AIM OF THE TASK
Without leaving anything out, print every line of the data.
════════════════════
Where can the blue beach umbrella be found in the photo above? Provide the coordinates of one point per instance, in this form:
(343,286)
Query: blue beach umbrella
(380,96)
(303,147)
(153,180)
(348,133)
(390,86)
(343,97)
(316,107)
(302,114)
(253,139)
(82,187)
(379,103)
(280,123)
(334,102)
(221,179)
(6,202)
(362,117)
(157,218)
════════════════════
RESPONSE FOR THIS EXERCISE
Where can the blue beach umbrella be found in the photo above? Provide the coordinates of one point per instance, in this form:
(343,286)
Query: blue beach umbrella
(380,96)
(303,147)
(153,180)
(348,133)
(390,86)
(343,97)
(316,107)
(302,114)
(253,139)
(82,187)
(379,103)
(280,123)
(334,102)
(221,179)
(6,202)
(362,117)
(157,218)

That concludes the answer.